Retype every row below word for word, leaving out the pictures.
════════════════════
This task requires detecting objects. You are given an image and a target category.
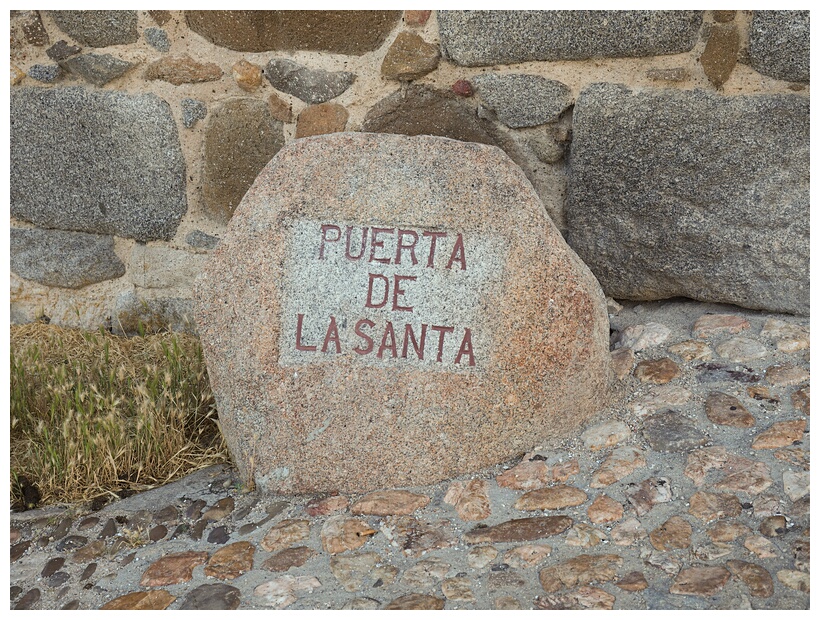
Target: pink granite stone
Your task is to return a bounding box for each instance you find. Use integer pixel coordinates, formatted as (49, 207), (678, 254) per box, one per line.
(196, 133), (611, 493)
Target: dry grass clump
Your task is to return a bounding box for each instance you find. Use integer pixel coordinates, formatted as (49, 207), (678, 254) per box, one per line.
(10, 323), (228, 504)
════════════════════
**FINAL ANSWER**.
This task requires detecting objects. You are given an image and a target category.
Target: pink granite stone
Your task is to return a bounding box for each instance you find. Use integer pixel coordinates, formatted as (49, 207), (678, 254) per box, one per line.
(196, 133), (611, 493)
Target: dry grass clump
Your task is to return a bounding box for each instance you find. Use integer pixel coordinates, formatted as (49, 207), (678, 254) per box, one per line.
(10, 323), (228, 504)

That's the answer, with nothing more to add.